Chaat is always a childhood memory — We can\'t be objective about chaat; it is the...

Chaat is always a childhood memory — We can’t be objective about chaat; it is the taste of growing up

In this week’s column, Vir Sanghvi finds that not only is everyone’s choice of chaat determined by the city they grew up in, there are also few absolute standards for judging what constitutes good chaat.

travel Updated: May 29, 2019 13:51 IST
(HT Photo)

On Sunday, I wrote about a recent trip to Bangalore in Rude Food, my other Hindustan Times column. (It appears in Brunch in some cities, the HT Sunday broadsheet supplement in others and of course, here on Hindustantimes.com). The trip was about a search for the country’s best street food, a quest that has taken me to many Indian towns and cities and should continue for most of this year.

My conclusion was that while chaat was essentially a North Indian phenomenon, evolving in UP and Bihar and spreading East (Calcutta), West (Mumbai) and the North (Delhi, Punjabi etc.), it had, somehow, failed to travel very far south of the Vindhyas. When you did get chaat (in the sense of golgappas, papri chaat, etc.) in the South, it was still treated as a North Indian import. In Mumbai, on the other hand, everyone believes that paani puri is indigenous to the city and in Calcutta, Bongs believe they invented the puchka.

But, or so I argued, the street food traditions were changing. The new hub for street food, I found, was no longer Lucknow. It was Mumbai with its wide variety of street food dishes. All over the South, you can now find pav bhaji, bhelpuri, raaste ka Chinese, etc. The flavours of Mumbai (epitomised by pav bhaji masala), permeated street food all over India. The pav that dominated Mumbai streets (pav bhaji, pav keema, vada pav etc.) was fast becoming as much of a Pan Indian street food staple as the golgappa/puchka puri.

Even raaste ka Chinese, made originally by thelawallas with soya and ketchup, had acquired a new depth after the roadside guys started adding pav bhaji masala and other Mumbai flavours.

It is a controversial thesis based on not much more than my own experience and my theory is, admittedly, a work in progress; I have to visit many more towns before I can come to firmer conclusions.

But the one thing that emerged from the many responses to that article is that not only is everyone’s choice of chaat determined by the city they grew up in, there are also few absolute standards for judging what constitutes good chaat. It is all extremely subjective.

For those of us who grew up in Mumbai, there is no substitute for the local chaat (though I am not even sure that we used the word ‘chaat’ when I was growing up). I was ten years old when I had my first North Indian golgappa and it tasted wrong to me. That was partly because when we made paani puri in Mumbai, we put a little black channa and a few moong sprouts in it. Everybody in North India thought that was weird.

* Your tasks *
(1) Summarize the chaat column in two sentences.
(2) According to the chaat column, how old was the writer when first eating a North Indian golgappa?
(3) Write out the part of the chaat column that opens with the words containing "For those of" and closes with "that was weird.".
The listing is taken from a different source.

* Recorded information *
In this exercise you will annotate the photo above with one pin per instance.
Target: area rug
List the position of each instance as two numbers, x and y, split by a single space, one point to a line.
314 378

==

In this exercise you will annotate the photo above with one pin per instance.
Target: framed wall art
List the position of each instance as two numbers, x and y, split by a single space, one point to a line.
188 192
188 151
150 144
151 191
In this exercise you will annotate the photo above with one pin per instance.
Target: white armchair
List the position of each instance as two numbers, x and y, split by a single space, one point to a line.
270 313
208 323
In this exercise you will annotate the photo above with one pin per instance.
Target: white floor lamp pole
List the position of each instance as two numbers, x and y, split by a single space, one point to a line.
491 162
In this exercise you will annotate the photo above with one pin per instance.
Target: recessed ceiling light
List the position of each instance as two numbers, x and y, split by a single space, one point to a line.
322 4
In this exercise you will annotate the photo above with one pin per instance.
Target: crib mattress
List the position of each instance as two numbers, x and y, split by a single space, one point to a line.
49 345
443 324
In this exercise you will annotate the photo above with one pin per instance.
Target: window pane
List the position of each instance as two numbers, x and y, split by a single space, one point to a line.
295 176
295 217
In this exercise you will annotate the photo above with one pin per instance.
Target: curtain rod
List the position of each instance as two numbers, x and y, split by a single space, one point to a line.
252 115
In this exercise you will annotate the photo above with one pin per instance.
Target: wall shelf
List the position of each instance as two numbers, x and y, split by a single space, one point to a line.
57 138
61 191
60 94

* The replies *
(1) The writer argues that chaat, a North Indian phenomenon, failed to travel very far south of the Vindhyas, while Mumbai has become the new hub for street food, with dishes such as pav bhaji spreading across India. Responses to an earlier article showed that everyone's choice of chaat is determined by the city they grew up in and that judging good chaat is extremely subjective.

(2) Ten years old.

(3)
For those of us who grew up in Mumbai, there is no substitute for the local chaat (though I am not even sure that we used the word ‘chaat’ when I was growing up). I was ten years old when I had my first North Indian golgappa and it tasted wrong to me. That was partly because when we made paani puri in Mumbai, we put a little black channa and a few moong sprouts in it. Everybody in North India thought that was weird.